DIRECTIONS FOR THIS TASK :: All of the entries need to be repeated exactly. Leave nothing out.

━━━━━ DATA SHOWN ━━━━━

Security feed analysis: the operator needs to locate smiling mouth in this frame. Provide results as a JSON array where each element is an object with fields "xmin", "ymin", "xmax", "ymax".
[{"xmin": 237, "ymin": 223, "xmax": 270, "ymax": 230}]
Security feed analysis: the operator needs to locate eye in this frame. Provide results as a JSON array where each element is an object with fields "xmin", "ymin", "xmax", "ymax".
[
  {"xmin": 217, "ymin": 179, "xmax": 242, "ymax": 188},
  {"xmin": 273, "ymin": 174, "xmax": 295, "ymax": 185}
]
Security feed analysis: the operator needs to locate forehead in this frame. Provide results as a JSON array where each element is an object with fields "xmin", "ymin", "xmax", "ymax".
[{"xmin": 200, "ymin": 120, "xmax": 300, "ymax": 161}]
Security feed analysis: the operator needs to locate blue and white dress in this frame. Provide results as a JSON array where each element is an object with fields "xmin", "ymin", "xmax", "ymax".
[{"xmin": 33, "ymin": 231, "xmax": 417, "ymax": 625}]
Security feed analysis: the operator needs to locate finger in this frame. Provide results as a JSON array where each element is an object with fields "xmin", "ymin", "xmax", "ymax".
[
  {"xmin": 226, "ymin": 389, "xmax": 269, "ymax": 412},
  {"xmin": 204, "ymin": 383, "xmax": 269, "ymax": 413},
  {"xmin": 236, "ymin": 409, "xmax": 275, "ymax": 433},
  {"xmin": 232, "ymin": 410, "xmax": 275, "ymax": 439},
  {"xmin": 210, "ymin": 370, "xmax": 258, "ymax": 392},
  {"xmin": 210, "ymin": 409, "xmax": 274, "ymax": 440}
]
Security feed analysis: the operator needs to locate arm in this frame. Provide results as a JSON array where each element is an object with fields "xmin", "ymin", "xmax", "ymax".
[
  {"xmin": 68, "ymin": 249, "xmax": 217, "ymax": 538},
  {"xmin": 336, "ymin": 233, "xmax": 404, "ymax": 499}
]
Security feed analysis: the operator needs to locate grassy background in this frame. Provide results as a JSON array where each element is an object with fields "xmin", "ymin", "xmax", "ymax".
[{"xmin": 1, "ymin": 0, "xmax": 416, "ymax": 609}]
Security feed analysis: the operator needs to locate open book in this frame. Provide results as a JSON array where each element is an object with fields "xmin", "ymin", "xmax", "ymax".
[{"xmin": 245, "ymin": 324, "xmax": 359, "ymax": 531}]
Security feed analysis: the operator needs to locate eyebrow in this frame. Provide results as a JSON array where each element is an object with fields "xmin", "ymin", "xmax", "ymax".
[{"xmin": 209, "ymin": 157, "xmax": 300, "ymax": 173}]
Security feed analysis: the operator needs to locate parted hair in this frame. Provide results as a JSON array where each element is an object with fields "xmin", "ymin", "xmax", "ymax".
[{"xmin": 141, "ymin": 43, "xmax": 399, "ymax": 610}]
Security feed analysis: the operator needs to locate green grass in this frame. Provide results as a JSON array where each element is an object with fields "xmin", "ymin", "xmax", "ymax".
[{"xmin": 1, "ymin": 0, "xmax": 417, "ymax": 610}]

━━━━━

REPLY ::
Security feed analysis: the operator needs to locate smiling mouth in this frame. Provide results as a JSON array where each element is an object with fields "xmin", "ymin", "xmax", "ymax".
[{"xmin": 237, "ymin": 223, "xmax": 270, "ymax": 230}]
Security feed analysis: the operator needs to locate eye in this frame. Provide results as a JSON array where each element is an object with fields "xmin", "ymin", "xmax", "ymax".
[
  {"xmin": 217, "ymin": 179, "xmax": 242, "ymax": 188},
  {"xmin": 273, "ymin": 174, "xmax": 295, "ymax": 185}
]
Security feed analysis: the operator needs to locate forehead in this frame. Provide results as a JSON array where each element is an object with fields "xmin", "ymin", "xmax", "ymax".
[{"xmin": 200, "ymin": 120, "xmax": 300, "ymax": 161}]
Security feed analysis: the operator needs to locate blue and white dress in this frame. Provide results as a JSON array where each element is an object with fields "xmin", "ymin", "xmax", "ymax".
[{"xmin": 33, "ymin": 231, "xmax": 417, "ymax": 625}]
Security feed analysis: the operator needs to locate finger in this frame. Provide results as a JSON array where each element is an object with fields "xmin", "ymin", "xmax", "ymax".
[
  {"xmin": 226, "ymin": 389, "xmax": 269, "ymax": 412},
  {"xmin": 204, "ymin": 383, "xmax": 269, "ymax": 413},
  {"xmin": 236, "ymin": 409, "xmax": 275, "ymax": 433},
  {"xmin": 232, "ymin": 410, "xmax": 275, "ymax": 439},
  {"xmin": 210, "ymin": 370, "xmax": 258, "ymax": 392},
  {"xmin": 210, "ymin": 409, "xmax": 274, "ymax": 440}
]
Security feed analysis: the operator needs to locate arm in this frame. Provide results as a JSON array where each element is an object with fields "xmin", "ymin", "xmax", "ymax".
[
  {"xmin": 68, "ymin": 249, "xmax": 217, "ymax": 538},
  {"xmin": 336, "ymin": 233, "xmax": 404, "ymax": 499}
]
Security feed analysis: the operator needs to locate grassy background in this frame. Provide results as a JSON array where each element is an object with fields "xmin", "ymin", "xmax", "ymax".
[{"xmin": 1, "ymin": 0, "xmax": 416, "ymax": 609}]
Security feed analysis: the operator needs to locate open book in this frame. Provide results as a JSON array where each element is an object with fields "xmin", "ymin", "xmax", "ymax".
[{"xmin": 245, "ymin": 324, "xmax": 359, "ymax": 531}]
Security feed analysis: the operator needs to locate eyebrow in this frame. Provide results as a JSON array where each element is an object with fields "xmin", "ymin", "xmax", "ymax".
[{"xmin": 209, "ymin": 157, "xmax": 300, "ymax": 173}]
Security feed analysis: the operator needs to locate parted hair in this frame. Provide results as a JSON array where each element is an object with fields "xmin", "ymin", "xmax", "ymax".
[{"xmin": 141, "ymin": 43, "xmax": 399, "ymax": 610}]
Security feed analysis: the operator needs to locate green grass in this frame. Provide results as a JSON array where each element is an object with fields "xmin", "ymin", "xmax", "ymax".
[{"xmin": 1, "ymin": 0, "xmax": 417, "ymax": 610}]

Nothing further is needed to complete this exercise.